### [Task to carry out]
Pictures are to be left out, and the rest of the records reproduced exactly.

### [Region pointing data]
--- START ---
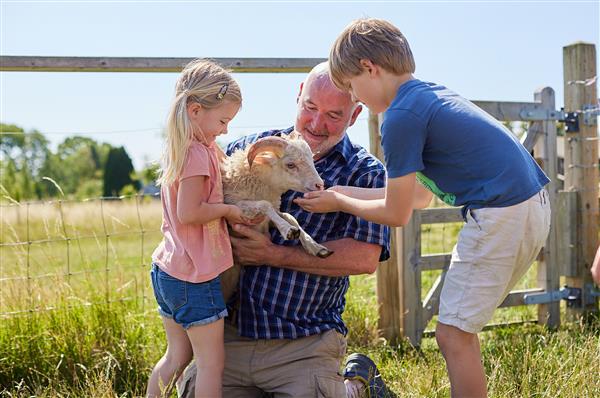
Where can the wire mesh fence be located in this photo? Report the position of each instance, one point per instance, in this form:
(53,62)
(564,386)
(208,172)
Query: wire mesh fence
(76,252)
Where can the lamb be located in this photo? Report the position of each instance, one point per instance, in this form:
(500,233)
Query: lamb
(255,178)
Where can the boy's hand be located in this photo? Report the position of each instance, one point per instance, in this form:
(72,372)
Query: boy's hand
(320,201)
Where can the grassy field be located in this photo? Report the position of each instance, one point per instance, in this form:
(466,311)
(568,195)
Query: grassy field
(88,263)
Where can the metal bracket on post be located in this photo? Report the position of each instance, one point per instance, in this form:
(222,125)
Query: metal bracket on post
(590,294)
(536,114)
(571,295)
(590,115)
(571,121)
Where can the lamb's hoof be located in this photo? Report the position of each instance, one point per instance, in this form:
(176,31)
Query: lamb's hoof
(324,253)
(293,233)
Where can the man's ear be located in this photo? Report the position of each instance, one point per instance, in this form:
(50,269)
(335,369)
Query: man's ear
(300,92)
(355,114)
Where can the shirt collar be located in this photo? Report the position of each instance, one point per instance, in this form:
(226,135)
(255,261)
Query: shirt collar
(344,148)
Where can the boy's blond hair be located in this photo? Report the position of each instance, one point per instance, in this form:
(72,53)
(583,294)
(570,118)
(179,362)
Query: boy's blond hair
(373,39)
(206,83)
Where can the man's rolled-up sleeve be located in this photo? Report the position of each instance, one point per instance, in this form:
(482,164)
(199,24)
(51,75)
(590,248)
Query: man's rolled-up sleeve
(367,231)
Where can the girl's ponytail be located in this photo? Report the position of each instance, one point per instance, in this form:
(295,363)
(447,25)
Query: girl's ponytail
(206,83)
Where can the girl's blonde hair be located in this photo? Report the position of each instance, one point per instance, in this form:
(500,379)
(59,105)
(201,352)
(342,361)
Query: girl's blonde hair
(206,83)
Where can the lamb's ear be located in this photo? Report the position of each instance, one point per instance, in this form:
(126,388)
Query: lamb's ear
(275,146)
(294,135)
(265,158)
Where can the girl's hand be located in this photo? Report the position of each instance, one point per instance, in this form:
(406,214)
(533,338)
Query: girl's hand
(235,215)
(221,156)
(320,201)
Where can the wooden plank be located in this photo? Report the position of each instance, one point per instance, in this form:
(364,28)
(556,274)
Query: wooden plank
(536,129)
(388,272)
(410,278)
(566,227)
(440,215)
(581,161)
(150,64)
(509,111)
(548,271)
(515,298)
(432,262)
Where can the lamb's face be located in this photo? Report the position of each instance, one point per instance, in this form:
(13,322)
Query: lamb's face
(285,164)
(295,170)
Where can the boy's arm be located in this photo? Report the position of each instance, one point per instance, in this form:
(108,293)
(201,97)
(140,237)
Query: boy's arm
(394,209)
(422,196)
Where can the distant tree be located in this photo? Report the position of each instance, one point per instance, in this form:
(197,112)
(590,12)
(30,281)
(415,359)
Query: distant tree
(117,172)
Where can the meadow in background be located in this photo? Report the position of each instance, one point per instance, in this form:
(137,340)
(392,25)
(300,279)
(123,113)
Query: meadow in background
(78,318)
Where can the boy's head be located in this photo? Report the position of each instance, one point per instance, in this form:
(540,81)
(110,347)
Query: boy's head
(372,40)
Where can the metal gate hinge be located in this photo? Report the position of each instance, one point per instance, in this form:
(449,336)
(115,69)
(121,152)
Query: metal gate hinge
(571,294)
(574,296)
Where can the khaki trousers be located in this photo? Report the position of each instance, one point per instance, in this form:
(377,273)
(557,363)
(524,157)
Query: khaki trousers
(279,368)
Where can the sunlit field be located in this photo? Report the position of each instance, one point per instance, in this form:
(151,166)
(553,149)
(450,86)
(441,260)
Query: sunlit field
(79,319)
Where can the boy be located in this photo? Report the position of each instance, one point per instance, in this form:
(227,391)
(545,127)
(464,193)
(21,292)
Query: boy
(464,156)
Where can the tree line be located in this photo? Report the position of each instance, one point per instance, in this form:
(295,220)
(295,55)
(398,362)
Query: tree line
(79,168)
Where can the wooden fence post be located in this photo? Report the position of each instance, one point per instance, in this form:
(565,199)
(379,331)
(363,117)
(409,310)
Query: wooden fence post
(388,276)
(548,270)
(581,160)
(411,310)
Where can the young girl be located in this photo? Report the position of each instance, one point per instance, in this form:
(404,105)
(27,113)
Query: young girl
(195,247)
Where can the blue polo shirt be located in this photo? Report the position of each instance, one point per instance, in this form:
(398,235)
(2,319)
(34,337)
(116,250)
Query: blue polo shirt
(458,151)
(278,303)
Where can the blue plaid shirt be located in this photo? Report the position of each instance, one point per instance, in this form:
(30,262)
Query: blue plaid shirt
(278,303)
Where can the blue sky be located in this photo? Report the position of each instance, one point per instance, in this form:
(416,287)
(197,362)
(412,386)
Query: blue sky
(485,50)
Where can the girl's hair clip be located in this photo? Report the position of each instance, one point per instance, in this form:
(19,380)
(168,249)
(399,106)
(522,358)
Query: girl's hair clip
(222,91)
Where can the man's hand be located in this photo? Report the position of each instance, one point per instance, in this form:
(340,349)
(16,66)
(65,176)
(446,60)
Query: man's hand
(320,201)
(255,248)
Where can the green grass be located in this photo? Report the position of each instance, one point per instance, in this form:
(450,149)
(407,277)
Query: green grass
(104,335)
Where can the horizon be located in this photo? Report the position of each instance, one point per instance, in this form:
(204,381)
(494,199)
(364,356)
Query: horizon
(487,50)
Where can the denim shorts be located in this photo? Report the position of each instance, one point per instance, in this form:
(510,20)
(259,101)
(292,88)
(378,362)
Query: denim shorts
(187,303)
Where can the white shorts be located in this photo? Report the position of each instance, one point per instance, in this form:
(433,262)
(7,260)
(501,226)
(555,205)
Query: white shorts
(495,248)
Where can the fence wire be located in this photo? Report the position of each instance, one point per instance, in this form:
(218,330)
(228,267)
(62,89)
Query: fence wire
(61,252)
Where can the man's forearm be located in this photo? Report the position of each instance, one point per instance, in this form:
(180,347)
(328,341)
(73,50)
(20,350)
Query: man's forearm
(361,193)
(342,262)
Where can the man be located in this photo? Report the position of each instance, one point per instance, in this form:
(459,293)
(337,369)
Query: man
(290,339)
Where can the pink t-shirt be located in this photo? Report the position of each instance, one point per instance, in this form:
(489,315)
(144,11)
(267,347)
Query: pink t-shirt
(194,252)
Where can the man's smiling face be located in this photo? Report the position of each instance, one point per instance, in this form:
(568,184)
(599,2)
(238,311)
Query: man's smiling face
(324,113)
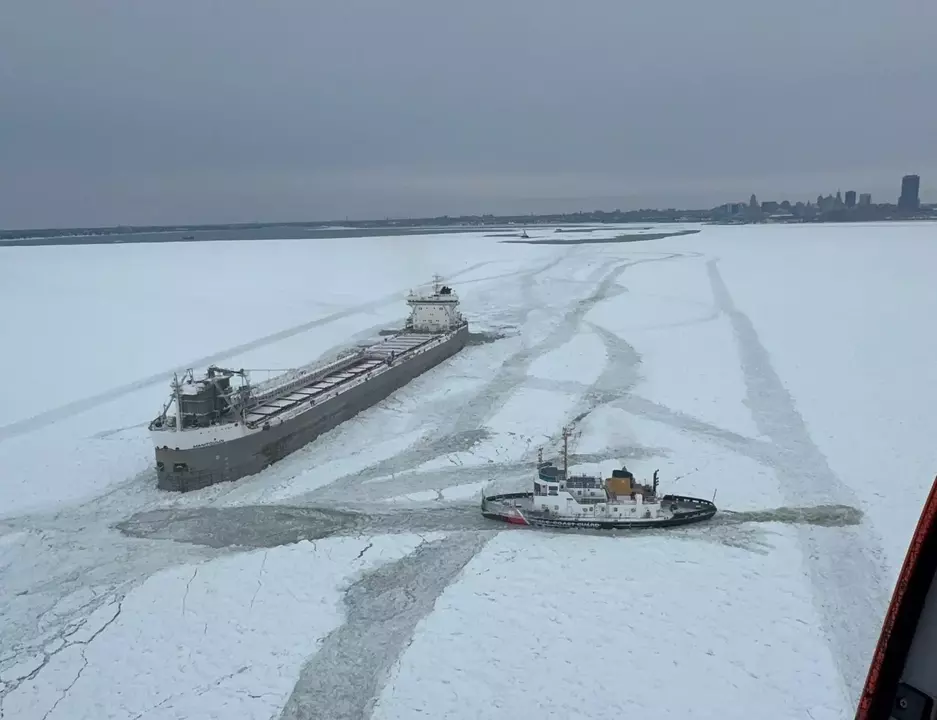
--- END ---
### [Result of this exercise]
Where can the wire mesh fence be located in this photo? Report the position of each instance, one point per instance, in this form:
(53,62)
(564,386)
(208,172)
Query: wire mesh fence
(76,252)
Where can the lamb be located in this photo? Report the position of each instance, one point per instance, in this form:
(500,233)
Query: lamb
(255,178)
Where can the boy's hand be located in this photo? Report the position of each instance, one point per instance, in this form:
(72,372)
Query: boy's hand
(320,201)
Where can the grassy field be located in this photo? Report the position of each instance, one point per instance, in this form:
(466,311)
(568,195)
Query: grassy field
(88,263)
Where can the metal bracket on post be located in this photo? Report the position of each instance, one point per instance, in this form:
(222,125)
Query: metal bracket on post
(590,294)
(536,114)
(571,295)
(590,115)
(571,121)
Where can the lamb's hoof be located in this photo? Report the position of each instance, one point per instance, in this form:
(176,31)
Query: lamb's hoof
(324,253)
(293,233)
Where can the man's ear be located in this photo? Report the position of each instance, one point per instance, in this form:
(50,269)
(335,369)
Query: man's ear
(300,92)
(355,114)
Where can the shirt collar be located in this photo? Report the position of each instance, one point per instance, in this form:
(226,135)
(255,261)
Query: shirt collar
(344,148)
Where can the boy's blond hair be located in this photo? Report the position of each instance, one point per instance, in this form:
(72,53)
(583,294)
(570,118)
(179,362)
Query: boy's blond hair
(373,39)
(206,83)
Where can the man's rolled-up sleeve be located in this photo? Report the position of each instance, one point per instance, in this form:
(482,164)
(199,24)
(51,75)
(590,248)
Query: man's rolled-up sleeve
(367,231)
Where can the girl's ponytail be located in this photo? Report the position of each instance, one point per instance, in this form:
(295,363)
(447,25)
Query: girl's ponytail
(206,83)
Where can the girl's blonde hair be located in this photo? Report the position of each instance, one point per instance, in this form:
(500,379)
(59,105)
(201,352)
(342,361)
Query: girl's blonde hair
(206,83)
Where can the lamb's ear be located in this photo? Report the position of each instance, one point per instance, in this form:
(126,388)
Query: lamb's ear
(275,146)
(294,135)
(265,158)
Where can the girl's hand be located in this photo? Report the position of each instance, one point per instance, in this form:
(406,214)
(533,338)
Query: girl's hand
(235,215)
(221,156)
(320,201)
Where can the wooden plank be located in this photo? Report the position of each instance, one point per instance, in this form:
(364,28)
(556,274)
Query: wooden plank
(536,129)
(388,272)
(410,278)
(566,227)
(440,215)
(581,161)
(150,64)
(509,111)
(548,271)
(515,298)
(432,262)
Where can the lamb's face be located in this photo? Report the position of each instance, one point per instance, in this form:
(13,322)
Query: lamb's face
(285,164)
(295,170)
Where can the boy's arm be located in this photo? Report the position of each instance, one point per instance, in this form:
(108,293)
(201,97)
(140,237)
Query: boy's arm
(394,209)
(422,196)
Where can the distant tree be located in this photo? Report the position of each instance, one point per instance, in this form:
(197,112)
(590,12)
(30,281)
(415,359)
Query: distant tree
(117,172)
Where can the meadow in background be located in this photo? Report the position of each instance, one point per instance, in this form:
(137,340)
(392,25)
(300,279)
(123,113)
Query: meadow in background
(78,318)
Where can the boy's head be located in this photo? Report the position of each instance, one point per instance, in this form:
(540,81)
(110,347)
Query: boy's head
(372,40)
Where can the metal gate hinge be located in this photo? Report the position of each instance, one point per instance, in this form:
(449,336)
(115,69)
(121,152)
Query: metal gate hinge
(571,294)
(574,296)
Where can the khaki trousers be located in this photo? Report the position of each instance, one point per instance, in this form:
(377,273)
(557,363)
(524,157)
Query: khaki trousers
(279,368)
Where can the sunlit field be located in this photo? Report the position of each instance, one point per instance, in this form:
(151,166)
(553,149)
(450,86)
(441,260)
Query: sunlit field
(79,319)
Where can the boy be located in this photo? Report the position of each instance, one point per instance, in this form:
(227,391)
(545,127)
(464,193)
(21,292)
Query: boy
(464,156)
Where can the tree line be located in this photo? Report the position of each instance, one point per instance, in this form:
(295,220)
(295,55)
(398,362)
Query: tree line
(79,168)
Where can the wooden fence post be located in this photo? Report the position of each instance, one point per instance, in this form:
(565,199)
(379,331)
(363,117)
(409,310)
Query: wooden fence post
(388,276)
(548,270)
(581,160)
(411,310)
Where can the young girl be located in this photo? Report the position of each instance, one point per instance, in this form:
(404,105)
(27,113)
Query: young girl
(195,247)
Where can the blue polo shirt be located in this photo? Report the position of each instance, one point per instance, in this form:
(398,235)
(2,319)
(34,337)
(116,250)
Query: blue polo shirt
(458,151)
(278,303)
Where can the blue plaid shirt be located in this photo? Report the position of each instance, one point per instance, in this form:
(30,262)
Query: blue plaid shirt
(278,303)
Where can the blue sky be located in this photo? Report the position of each instance, one point per instance, in this form:
(416,287)
(197,362)
(412,386)
Query: blue sky
(485,50)
Where can the girl's hair clip be located in this photo? Report the position of each instance, one point per instance, in this form:
(19,380)
(168,249)
(399,106)
(522,358)
Query: girl's hair clip
(222,91)
Where can the man's hand be located in this photo? Report the position of each instance, one point per instance, in this form:
(340,349)
(16,66)
(65,176)
(446,60)
Query: man's hand
(320,201)
(255,248)
Where can the green grass be located in this photo? Report the position of each instance, one point per instance, in this form:
(450,149)
(407,277)
Query: green grass
(104,335)
Where can the horizon be located in this photo? Report the position of each instance, one point per instance, in this form:
(204,381)
(494,199)
(364,356)
Query: horizon
(487,50)
Where can the denim shorts be located in this photo? Report the position of each instance, one point per instance, in this form:
(510,20)
(259,101)
(292,88)
(378,362)
Query: denim shorts
(187,303)
Where can the white shorts be located in this photo? Report the position of each instance, one point per instance, in this form:
(433,262)
(7,260)
(501,226)
(555,205)
Query: white shorts
(495,248)
Where can the fence wire be located in this photo? Report the position of each instance, one point per instance, in this form:
(218,330)
(228,267)
(62,89)
Query: fence wire
(61,252)
Where can the man's forearm be located in this photo? Report the position of each instance, one point per instance, in this form:
(180,347)
(328,341)
(73,50)
(20,350)
Query: man's forearm
(361,193)
(342,262)
Where can the man be located in this photo? Report the position of each instance, one point per instance, in this form:
(459,293)
(337,369)
Query: man
(290,339)
Where can the pink t-shirt be located in this photo? Report the position of each instance, one point per instance, in this form:
(489,315)
(144,11)
(267,347)
Query: pink t-shirt
(194,252)
Where can the man's smiling face be located in this photo? Report the position of each instance, one point per instance, in this form:
(568,184)
(599,2)
(238,311)
Query: man's smiling face
(324,113)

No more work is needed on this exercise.